Natural-language object grounding data:
»»

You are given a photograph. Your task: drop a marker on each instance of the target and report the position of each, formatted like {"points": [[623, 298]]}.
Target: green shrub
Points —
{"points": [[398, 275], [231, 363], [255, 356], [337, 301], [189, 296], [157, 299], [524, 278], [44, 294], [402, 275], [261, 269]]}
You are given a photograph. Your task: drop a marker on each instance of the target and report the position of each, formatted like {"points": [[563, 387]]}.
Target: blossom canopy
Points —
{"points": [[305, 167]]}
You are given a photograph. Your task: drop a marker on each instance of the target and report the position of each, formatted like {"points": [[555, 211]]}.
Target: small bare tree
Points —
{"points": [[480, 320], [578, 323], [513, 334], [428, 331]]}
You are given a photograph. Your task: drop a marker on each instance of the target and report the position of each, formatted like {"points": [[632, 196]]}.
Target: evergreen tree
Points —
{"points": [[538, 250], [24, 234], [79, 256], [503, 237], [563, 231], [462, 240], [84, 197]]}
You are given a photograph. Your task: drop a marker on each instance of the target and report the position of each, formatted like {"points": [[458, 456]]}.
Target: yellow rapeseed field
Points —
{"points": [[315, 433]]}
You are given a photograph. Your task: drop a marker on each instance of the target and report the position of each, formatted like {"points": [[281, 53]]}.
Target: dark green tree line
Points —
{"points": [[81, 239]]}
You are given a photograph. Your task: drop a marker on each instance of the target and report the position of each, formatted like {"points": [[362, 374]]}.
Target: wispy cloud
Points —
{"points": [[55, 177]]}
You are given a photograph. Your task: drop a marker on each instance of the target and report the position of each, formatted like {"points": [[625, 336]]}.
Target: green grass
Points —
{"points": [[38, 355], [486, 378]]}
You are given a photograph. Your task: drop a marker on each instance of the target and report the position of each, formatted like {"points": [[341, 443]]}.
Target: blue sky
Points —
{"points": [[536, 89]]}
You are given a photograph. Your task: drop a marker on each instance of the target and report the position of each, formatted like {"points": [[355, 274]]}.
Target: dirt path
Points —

««

Your task: All the lines that hold the word "given" must appear in the answer, copied from the records.

Response below:
You are given a photograph. Your task: drop a marker on each instance of the target and report the position of each, formatted like {"points": [[623, 298]]}.
You are given a photograph. Your task: drop a marker on each instance of the target and report the position of each, formatted like {"points": [[563, 387]]}.
You are given a photograph. Your task: drop a marker on each instance of the target and report the position of each, formatted like {"points": [[555, 211]]}.
You are given a photograph. Your task: drop a marker on each instance of the target and report the position of each, formatted like {"points": [[632, 196]]}.
You are given a photograph. Your task: drop a marker on each instance of the target and report the position of each, formatted like {"points": [[458, 456]]}.
You are given a photograph. Your task: drop a marker on each instance of the target and report the position of each, formatted like {"points": [[281, 53]]}.
You are given a photograph. Your task: drop a marker on each instance of the target and report the position of each, formatted like {"points": [[362, 374]]}.
You are given a photograph. Your task: drop a marker on each instance of the target and report the position of each, formatted like {"points": [[625, 336]]}.
You are given a photograph. Your task: drop a marker on each instance of the target and report the position of each, formatted like {"points": [[341, 443]]}.
You are given a photograph. Your task: drop a marker on each instance of the target and report the position of each, formatted like {"points": [[355, 274]]}.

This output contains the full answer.